[Records contained in a dataset]
☆ ☆ ☆ ☆ ☆
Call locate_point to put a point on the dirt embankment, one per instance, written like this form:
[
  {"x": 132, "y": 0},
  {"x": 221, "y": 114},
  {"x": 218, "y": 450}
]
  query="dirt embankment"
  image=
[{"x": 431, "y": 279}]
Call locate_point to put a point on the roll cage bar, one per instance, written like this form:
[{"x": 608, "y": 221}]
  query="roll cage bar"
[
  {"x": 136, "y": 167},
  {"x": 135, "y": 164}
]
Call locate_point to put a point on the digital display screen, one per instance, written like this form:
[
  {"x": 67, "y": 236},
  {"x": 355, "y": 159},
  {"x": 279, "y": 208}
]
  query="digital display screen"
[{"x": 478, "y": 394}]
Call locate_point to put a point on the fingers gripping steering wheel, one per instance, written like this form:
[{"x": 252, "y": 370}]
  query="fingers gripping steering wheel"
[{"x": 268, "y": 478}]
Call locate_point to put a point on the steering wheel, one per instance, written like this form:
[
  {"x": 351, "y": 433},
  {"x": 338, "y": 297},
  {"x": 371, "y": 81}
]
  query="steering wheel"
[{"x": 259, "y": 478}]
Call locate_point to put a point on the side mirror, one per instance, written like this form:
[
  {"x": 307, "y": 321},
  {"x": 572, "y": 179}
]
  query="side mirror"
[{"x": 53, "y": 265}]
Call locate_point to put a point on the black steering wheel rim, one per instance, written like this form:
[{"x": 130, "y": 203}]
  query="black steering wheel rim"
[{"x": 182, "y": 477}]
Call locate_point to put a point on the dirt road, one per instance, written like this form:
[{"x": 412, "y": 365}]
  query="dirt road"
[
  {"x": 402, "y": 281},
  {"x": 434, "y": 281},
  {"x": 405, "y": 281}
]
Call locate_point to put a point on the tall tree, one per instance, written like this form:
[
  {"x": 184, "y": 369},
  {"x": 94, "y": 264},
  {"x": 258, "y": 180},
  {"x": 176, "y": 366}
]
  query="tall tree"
☆ ☆ ☆ ☆ ☆
WHAT THIS TASK INVOLVES: Output the listing above exactly as it appears.

SOLUTION:
Call locate_point to put a point on the dirt embankment, one per instance, written like this form:
[
  {"x": 132, "y": 0},
  {"x": 221, "y": 114},
  {"x": 218, "y": 450}
]
  query="dirt embankment"
  image=
[{"x": 431, "y": 279}]
Call locate_point to put a point on the roll cage bar, one per instance, written like this form:
[{"x": 608, "y": 221}]
  query="roll cage bar"
[
  {"x": 136, "y": 167},
  {"x": 135, "y": 164}
]
Call locate_point to put a point on the digital display screen, one per instance, written like this form:
[
  {"x": 67, "y": 236},
  {"x": 355, "y": 159},
  {"x": 279, "y": 208}
]
  query="digital display screen"
[{"x": 478, "y": 394}]
Call locate_point to put a point on the fingers gripping steering wheel, one per instance, written like this form:
[{"x": 252, "y": 370}]
  query="fingers gripping steering wheel"
[{"x": 268, "y": 478}]
Call locate_point to put a point on the steering wheel, one per instance, written like this form:
[
  {"x": 351, "y": 433},
  {"x": 338, "y": 297},
  {"x": 371, "y": 81}
]
  query="steering wheel"
[{"x": 259, "y": 478}]
Call locate_point to put a point on the side mirror, one per instance, written like this form:
[
  {"x": 307, "y": 321},
  {"x": 572, "y": 179}
]
  query="side mirror"
[{"x": 53, "y": 265}]
Call locate_point to put a point on the black steering wheel rim, one per instance, written like this form:
[{"x": 130, "y": 203}]
  query="black steering wheel rim"
[{"x": 182, "y": 477}]
Call locate_point to put a point on the dirt road, one per instance, written like this form:
[{"x": 412, "y": 365}]
  query="dirt road"
[
  {"x": 402, "y": 281},
  {"x": 434, "y": 281},
  {"x": 405, "y": 281}
]
Call locate_point to put a point on the tall tree, one per instance, written like this form:
[
  {"x": 184, "y": 369},
  {"x": 94, "y": 264},
  {"x": 258, "y": 180},
  {"x": 176, "y": 366}
]
  query="tall tree"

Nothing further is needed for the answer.